→ **GOALS**
[1] Summarize the essay on serving with a Geylang ministry in three sentences.
[2] In the essay, recast the paragraph beginning "Whenever I spent time at this ministry" as a short bulleted list of its main points.

→ **PASSAGE TO READ**
Written By Eunice Lin, Singapore
I was trained as a social worker and worked for seven years in a government agency. I loved that my job entailed advocating for change at a systemic level and thrived at work. It also enabled me to live out my faith intentionally, which shaped the ways I interacted and worked with those around me.
But at a deeper level, I was increasingly dissatisfied. I felt far too removed from the voiceless and powerless whom I really wanted to serve.
Eventually, God challenged me to leave what had become too comfortable a job. As I stepped out in faith, He gave me two burdens: to love the Church, and to pursue mercy and justice. Since my church had no mercy and justice ministry, I assumed that I would have to explore that aspect outside my church. And so I did.
Through a friend, I was introduced to a ministry that reaches out to offer help, healing, and hope to prostitutes in Geylang, Singapore’s red-light district. Since then, God has been showing me what His expression of mercy and justice looks like—and doesn’t look like.
It is not self-righteous
The moment I met with the co-founders of this ministry and heard their vision and burden for the work, I knew this was where I wanted to serve.
Whenever I spent time at this ministry, I was blown away. I would hear about something miraculous God had done in the lives of the women. I would see how God brought people from different churches, backgrounds, and expertise to pour themselves into meeting the needs (often unspoken and not yet made known!) of the women and the ministry. It felt like I was living in the Gospels and Acts as I saw Jesus’ modern-day followers healing and setting the ladies free from their bondage, and generously sharing what they had with those in need!
I was excited, energized, and eager to be a part of this work. After all, this was where the action was. But God had some major re-working to do in my heart, starting with how unknowingly self-righteous I was.
I vividly remember my first prayer walk in Geylang. I was extremely put off by the men on the streets and how they looked at every female—those of us reaching out to the prostitutes and the prostitutes alike. I thought to myself, “These men are such scum. They’re the reason these women are being sold on the streets.”

→ **DATASET**

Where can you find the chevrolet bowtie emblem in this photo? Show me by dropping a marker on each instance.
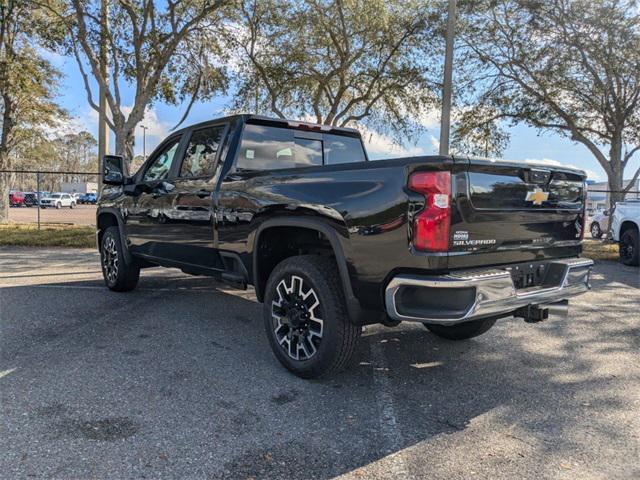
(537, 196)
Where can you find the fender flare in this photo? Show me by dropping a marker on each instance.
(123, 239)
(353, 305)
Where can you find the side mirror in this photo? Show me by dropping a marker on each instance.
(113, 170)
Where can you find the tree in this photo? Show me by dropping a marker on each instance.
(340, 62)
(27, 84)
(567, 66)
(166, 54)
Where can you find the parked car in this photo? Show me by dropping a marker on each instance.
(88, 198)
(58, 200)
(625, 229)
(30, 199)
(332, 242)
(16, 199)
(599, 224)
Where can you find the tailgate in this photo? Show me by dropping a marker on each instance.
(520, 211)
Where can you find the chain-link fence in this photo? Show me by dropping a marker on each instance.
(49, 197)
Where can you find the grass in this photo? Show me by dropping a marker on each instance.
(598, 250)
(49, 235)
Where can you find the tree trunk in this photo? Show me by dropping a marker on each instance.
(4, 196)
(615, 179)
(124, 144)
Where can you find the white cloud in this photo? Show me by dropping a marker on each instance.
(155, 127)
(592, 175)
(429, 119)
(381, 146)
(435, 144)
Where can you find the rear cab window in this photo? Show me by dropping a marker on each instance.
(265, 147)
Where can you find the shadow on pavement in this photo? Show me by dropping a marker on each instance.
(177, 379)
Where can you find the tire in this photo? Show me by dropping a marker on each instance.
(630, 248)
(305, 317)
(461, 331)
(118, 275)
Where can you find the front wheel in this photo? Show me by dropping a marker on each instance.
(305, 317)
(119, 275)
(630, 248)
(461, 331)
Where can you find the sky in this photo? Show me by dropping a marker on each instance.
(526, 144)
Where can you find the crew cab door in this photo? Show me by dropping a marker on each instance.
(188, 227)
(147, 213)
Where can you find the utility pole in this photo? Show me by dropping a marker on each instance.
(144, 142)
(103, 132)
(445, 121)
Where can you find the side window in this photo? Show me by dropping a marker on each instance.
(160, 165)
(273, 148)
(342, 149)
(199, 159)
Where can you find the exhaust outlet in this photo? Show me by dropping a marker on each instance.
(538, 313)
(560, 308)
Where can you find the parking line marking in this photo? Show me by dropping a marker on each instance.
(388, 419)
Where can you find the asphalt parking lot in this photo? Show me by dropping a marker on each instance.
(80, 215)
(176, 380)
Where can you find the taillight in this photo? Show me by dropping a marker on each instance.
(431, 224)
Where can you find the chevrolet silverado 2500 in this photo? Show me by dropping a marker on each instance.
(332, 241)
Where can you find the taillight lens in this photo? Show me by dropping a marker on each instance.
(431, 225)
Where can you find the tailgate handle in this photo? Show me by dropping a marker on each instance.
(538, 176)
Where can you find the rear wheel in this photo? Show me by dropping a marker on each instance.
(629, 248)
(305, 317)
(118, 275)
(461, 331)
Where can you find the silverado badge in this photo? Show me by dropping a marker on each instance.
(537, 196)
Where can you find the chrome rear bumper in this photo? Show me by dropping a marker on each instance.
(469, 295)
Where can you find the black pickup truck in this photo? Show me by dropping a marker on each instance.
(332, 241)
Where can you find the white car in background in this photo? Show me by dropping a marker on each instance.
(625, 229)
(58, 200)
(599, 224)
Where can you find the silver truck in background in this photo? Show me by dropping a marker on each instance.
(625, 229)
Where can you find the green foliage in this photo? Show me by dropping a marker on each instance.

→ **REPLIES**
[1] After seven years as a social worker in a government agency, the writer felt too removed from the voiceless and powerless and left the job when God gave two burdens: to love the Church and to pursue mercy and justice. Through a friend, the writer joined a ministry offering help, healing, and hope to prostitutes in Geylang, Singapore's red-light district, and was blown away by what God was doing there. Yet God began reworking the writer's heart, starting with a self-righteousness that surfaced on the first prayer walk, when the writer thought of the men on the streets as scum.

[2]
- Time at the ministry left me blown away.
- I heard about miraculous things God had done in the women's lives.
- I saw God bring people from different churches, backgrounds, and expertise together to meet the needs of the women and the ministry, often needs not yet spoken or made known.
- It felt like living in the Gospels and Acts, watching Jesus' modern-day followers heal the women, free them from bondage, and share generously with those in need.